═════ Available data ═════

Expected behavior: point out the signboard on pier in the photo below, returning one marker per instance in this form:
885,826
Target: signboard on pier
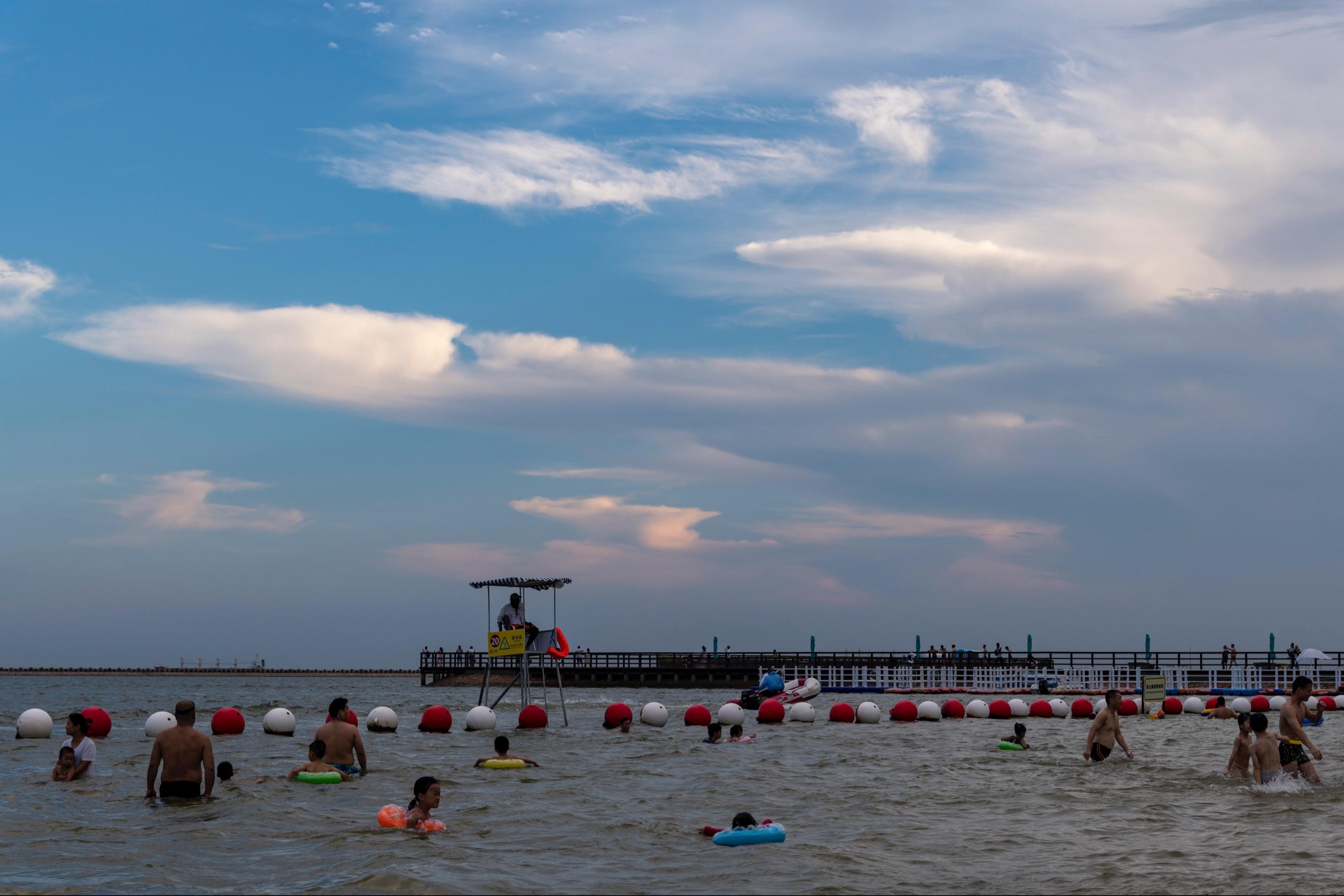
1155,690
506,644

═════

> _Task instructions_: Please retype the records above exactly, excluding every picture.

> _Output_:
Expected behavior: point out the signboard on pier in the photo below, returning one marker per instance in this form:
885,826
Target: signboard on pier
1155,690
506,644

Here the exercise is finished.